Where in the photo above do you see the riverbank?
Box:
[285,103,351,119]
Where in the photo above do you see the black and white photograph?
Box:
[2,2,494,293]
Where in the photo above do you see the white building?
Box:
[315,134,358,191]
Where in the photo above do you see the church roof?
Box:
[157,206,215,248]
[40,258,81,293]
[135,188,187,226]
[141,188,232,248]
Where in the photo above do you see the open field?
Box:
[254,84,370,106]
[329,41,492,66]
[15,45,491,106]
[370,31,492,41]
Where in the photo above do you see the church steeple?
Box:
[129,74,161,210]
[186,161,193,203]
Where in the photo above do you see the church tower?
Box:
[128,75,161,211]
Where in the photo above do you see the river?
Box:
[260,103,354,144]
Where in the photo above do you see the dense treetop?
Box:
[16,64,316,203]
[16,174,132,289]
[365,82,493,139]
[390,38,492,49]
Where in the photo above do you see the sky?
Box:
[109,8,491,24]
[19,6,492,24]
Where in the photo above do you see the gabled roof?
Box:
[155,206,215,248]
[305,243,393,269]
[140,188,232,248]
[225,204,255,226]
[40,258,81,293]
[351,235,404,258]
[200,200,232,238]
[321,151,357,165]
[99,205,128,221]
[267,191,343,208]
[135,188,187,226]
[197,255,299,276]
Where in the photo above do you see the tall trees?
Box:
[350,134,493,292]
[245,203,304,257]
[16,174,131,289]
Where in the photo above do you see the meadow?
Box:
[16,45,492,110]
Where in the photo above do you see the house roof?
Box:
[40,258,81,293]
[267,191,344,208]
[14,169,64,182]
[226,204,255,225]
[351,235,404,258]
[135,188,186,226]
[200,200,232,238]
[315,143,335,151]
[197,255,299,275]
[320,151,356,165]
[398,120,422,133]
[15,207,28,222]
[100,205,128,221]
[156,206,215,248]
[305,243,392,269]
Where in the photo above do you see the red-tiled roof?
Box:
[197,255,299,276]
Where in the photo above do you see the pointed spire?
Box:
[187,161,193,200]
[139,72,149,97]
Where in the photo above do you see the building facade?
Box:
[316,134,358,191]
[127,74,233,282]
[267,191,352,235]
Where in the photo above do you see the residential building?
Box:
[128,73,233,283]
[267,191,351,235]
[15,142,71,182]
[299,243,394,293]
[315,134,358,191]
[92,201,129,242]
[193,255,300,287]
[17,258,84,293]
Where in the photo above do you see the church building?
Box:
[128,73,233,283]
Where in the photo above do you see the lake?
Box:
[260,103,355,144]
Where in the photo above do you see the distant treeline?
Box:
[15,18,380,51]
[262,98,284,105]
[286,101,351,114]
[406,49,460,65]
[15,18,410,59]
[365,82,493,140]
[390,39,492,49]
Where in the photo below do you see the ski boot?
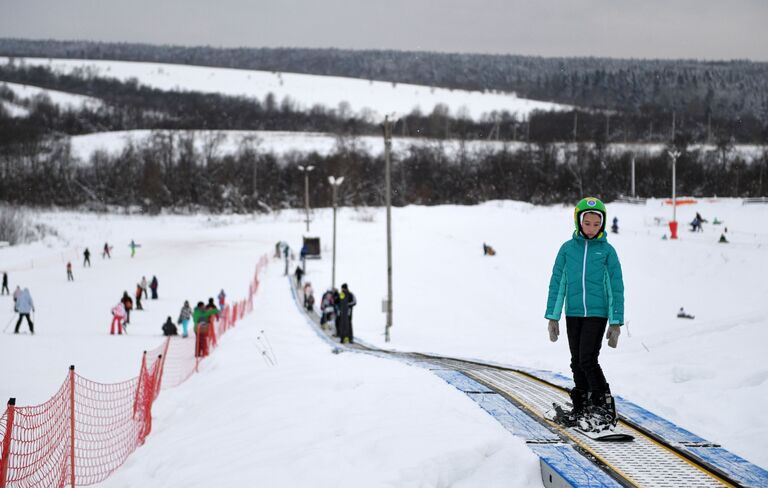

*What you need to do*: Copy all of the material above line for line, leaving out the picture.

*Task response*:
Where in the photo above do you see the riverbank?
Box:
[285,103,351,119]
Where in the photo above do you see the black and white photograph?
Box:
[2,2,494,293]
Where in the photo above do you see the white building?
Box:
[315,134,358,191]
Where in the photo above do you see the church roof?
Box:
[157,206,215,248]
[40,258,81,293]
[135,188,187,226]
[141,188,232,248]
Where in the photo above do you see the open field?
Box:
[254,84,370,106]
[329,41,492,66]
[15,45,491,106]
[370,31,492,41]
Where in the photo above do you see the church steeple?
Box:
[129,74,161,210]
[186,161,193,203]
Where in the photo above do you see the church tower?
Box:
[128,75,161,211]
Where in the photo above do you see the river?
Box:
[260,103,354,144]
Where in the photo above do you see the dense treetop?
Box:
[16,64,316,203]
[16,174,132,289]
[365,82,493,139]
[390,38,492,49]
Where in the photo above do you see the sky?
Box:
[109,8,491,24]
[19,6,492,24]
Where in the photo above do you see the gabled roof?
Box:
[155,206,215,248]
[305,243,393,269]
[140,188,232,248]
[225,204,255,226]
[40,258,81,293]
[351,235,404,258]
[200,200,232,238]
[321,151,357,165]
[99,205,128,221]
[267,191,343,208]
[135,188,187,226]
[197,255,299,276]
Where in the photo above do you see the tall trees?
Box:
[350,134,493,292]
[245,203,304,257]
[16,174,131,289]
Where in the photo above do you see the meadow?
Box:
[16,45,492,110]
Where in the photo above do you see the house roof?
Box:
[40,258,81,293]
[267,191,344,208]
[14,169,64,182]
[226,204,255,225]
[351,235,404,258]
[135,188,186,226]
[200,200,232,238]
[315,143,335,151]
[197,255,299,275]
[320,151,356,165]
[398,120,422,133]
[15,207,28,222]
[100,205,128,221]
[156,206,215,248]
[305,243,392,269]
Where in the photo above do you see the red-tiled roof?
Box:
[197,255,299,276]
Where in the photo above do you see the pointed spire?
Box:
[187,161,193,200]
[139,72,149,97]
Where in the photo above do you see the building facade?
Box:
[316,134,358,191]
[127,74,233,282]
[267,191,352,235]
Where in the photo above do you see the residential building?
Box:
[128,73,233,283]
[267,191,351,235]
[15,142,71,182]
[299,243,394,293]
[315,134,358,191]
[92,201,129,242]
[193,255,300,287]
[17,258,84,293]
Where in the photo above do you see the church building?
Box:
[128,73,233,283]
Where in the photo above do you see the lake?
Box:
[260,103,355,144]
Where in the photo above do you see the distant treeline?
Box:
[15,18,380,51]
[262,98,284,105]
[286,101,351,114]
[406,49,460,65]
[15,18,410,59]
[365,82,493,140]
[390,39,492,49]
Where in the photo below do you see the ski boot?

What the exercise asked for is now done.